#### BLOC DE TEXTE ####

Une course en ligne façon Liège-Bastogne-Liège… mais en altitude
5 475 mètres de dénivelé, et un point culminant avoisinant les 1 800 mètres, il faudra être un montagnard pour espérer se parer du maillot arc-en-ciel. Qui d'autre que Tadej Pogacar pouvait être le favori quand la route se cabre et qu'il faut faire parler son explosivité ? Le tenant du titre ne pourra peut-être pas s'offrir un show de 100 kilomètres en solitaire ou presque comme à Zürich l'an passé. Mais dimanche 28 septembre, les 15 tours du circuit dans Kigali et ses 35 montées en 268 kilomètres, façon essoreuse, seront autant d'opportunités pour Pogacar de mettre ses adversaires dans le rouge.
Histoire de durcir un peu plus la course, "Pogi" pourra aussi tirer avantage des 17 passages pavés répartis entre la côte de Kimihura et le Mur de Kigali, 400 mètres infernaux tout en pavés irréguliers à 11 % de moyenne. "C'est comme Liège-Bastogne-Liège mais avec des pavés", a résumé Biniam Girmay, le maillot vert érythréen du Tour de France 2024, habitué de ces routes lors du Tour du Rwanda. "Cela ressemble aux montées de Liège-Bastogne-Liège, qui sont plus longues, celles-ci sont plus courtes mais plus pentues et avec les pavés, mais aussi avec des routes techniques. Donc en résumé, c'est très technique et intense pendant 260 kilomètres, et vous êtes en altitude."
Un Liège-Bastogne-Liège, remporté trois fois par Tadej Pogacar, dont les deux dernières éditions, sur des routes en hauteur, là où il a déjà glané cinq Grands Tours dont quatre Tour de France : on pourrait presque croire que le tracé a été fait pour le Slovène. Là où d'autres ont préféré passer leur tour. Plus que la liste des présents, celle des absents est une raison de plus pour Pogacar de croire en ses chances. Il n'aura pas à s'escrimer contre son plus grand rival Jonas Vingegaard, qui a finalement décidé de se retirer de la course. Les spécialistes des classiques Wout van Aert et Mathieu van der Poel, prédécesseur de Pogacar à porter le maillot arc-en-ciel, n'ont pas fait le voyage eux non plus. "Cette année sera plus difficile que l'année passée, parce que toutes les équipes nationales n'attaqueront que nous" a toutefois craint le sélectionneur slovène Uros Murn à la télévision nationale de son pays mercredi.
Un passage par le Québec pour se remettre en selle
La traditionnelle malédiction du paletot irisé n'a pas semblé toucher Pogacar, auteur d'une saison 2025 à peine moins bonne que celle de 2024 : un quatrième Tour de France remporté haut la main, le Tour des Flandres, Liège-Bastogne-Liège, la Flèche Wallonne ou encore les Strade Bianche… Sur les courses d'un jour, la moisson du Slovène est une nouvelle fois stratosphérique : neuf départs, huit podiums et quatre victoires. Le coureur UAE Team Emirates - XRG aurait même pu en ajouter une cinquième dimanche dernier, mais a préféré faire briller son coéquipier Brandon McNulty alors qu'il avait fait la différence seul pour s'isoler en tête du Grand Prix de Montréal. Question envie et forme, pas de doute, Tadej Pogacar est bel et bien encore au sommet après la lassitude affichée en juillet sur la Grande Boucle.

#### LIGNES FOURNIES ####

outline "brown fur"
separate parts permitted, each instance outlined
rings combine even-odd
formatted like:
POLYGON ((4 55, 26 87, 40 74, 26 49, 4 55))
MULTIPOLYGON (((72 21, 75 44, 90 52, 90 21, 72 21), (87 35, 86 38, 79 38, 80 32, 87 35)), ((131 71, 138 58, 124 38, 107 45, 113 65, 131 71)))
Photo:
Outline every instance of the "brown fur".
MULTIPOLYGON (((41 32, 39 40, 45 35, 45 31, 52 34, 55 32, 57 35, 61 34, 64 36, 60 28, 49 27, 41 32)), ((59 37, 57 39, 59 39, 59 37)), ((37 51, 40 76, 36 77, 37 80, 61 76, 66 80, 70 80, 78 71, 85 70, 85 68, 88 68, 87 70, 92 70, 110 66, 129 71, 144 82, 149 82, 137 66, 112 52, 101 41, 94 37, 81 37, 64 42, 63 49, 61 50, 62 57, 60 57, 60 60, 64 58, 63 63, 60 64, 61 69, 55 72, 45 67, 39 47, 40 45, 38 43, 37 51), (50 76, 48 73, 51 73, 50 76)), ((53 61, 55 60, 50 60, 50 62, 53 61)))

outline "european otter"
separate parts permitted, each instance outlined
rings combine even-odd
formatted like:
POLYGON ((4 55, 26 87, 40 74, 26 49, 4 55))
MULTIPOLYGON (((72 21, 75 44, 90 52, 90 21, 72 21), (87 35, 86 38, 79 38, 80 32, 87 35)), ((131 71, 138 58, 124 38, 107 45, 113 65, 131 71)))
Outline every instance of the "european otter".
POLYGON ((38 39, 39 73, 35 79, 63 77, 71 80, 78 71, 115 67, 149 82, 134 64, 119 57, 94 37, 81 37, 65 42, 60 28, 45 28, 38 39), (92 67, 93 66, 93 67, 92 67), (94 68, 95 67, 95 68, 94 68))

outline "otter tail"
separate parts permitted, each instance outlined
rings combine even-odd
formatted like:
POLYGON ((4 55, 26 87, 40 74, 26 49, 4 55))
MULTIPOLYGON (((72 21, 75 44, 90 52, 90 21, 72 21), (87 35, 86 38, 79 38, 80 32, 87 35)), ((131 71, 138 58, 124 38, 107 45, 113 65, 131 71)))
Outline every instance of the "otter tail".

####

* **TRAVAIL À FAIRE**
1/ Répondez aux questions suivantes d'après le texte sur Tadej Pogacar.
(a) Combien de tours du circuit dans Kigali sont prévus le dimanche 28 septembre ?
(b) Quelle est la pente moyenne du Mur de Kigali ?
(c) Combien de victoires Pogacar a-t-il obtenues en neuf départs sur les courses d'un jour ?
2/ Recopiez fidèlement le passage du texte sur Tadej Pogacar qui commence aux mots « Une course en » et s'arrête après les mots « dans le rouge. ».

* **CORRIGÉ DE L'EXERCICE**
1/
(a) 15 tours.
(b) 11 %.
(c) Quatre victoires.

2/
Une course en ligne façon Liège-Bastogne-Liège… mais en altitude
5 475 mètres de dénivelé, et un point culminant avoisinant les 1 800 mètres, il faudra être un montagnard pour espérer se parer du maillot arc-en-ciel. Qui d'autre que Tadej Pogacar pouvait être le favori quand la route se cabre et qu'il faut faire parler son explosivité ? Le tenant du titre ne pourra peut-être pas s'offrir un show de 100 kilomètres en solitaire ou presque comme à Zürich l'an passé. Mais dimanche 28 septembre, les 15 tours du circuit dans Kigali et ses 35 montées en 268 kilomètres, façon essoreuse, seront autant d'opportunités pour Pogacar de mettre ses adversaires dans le rouge.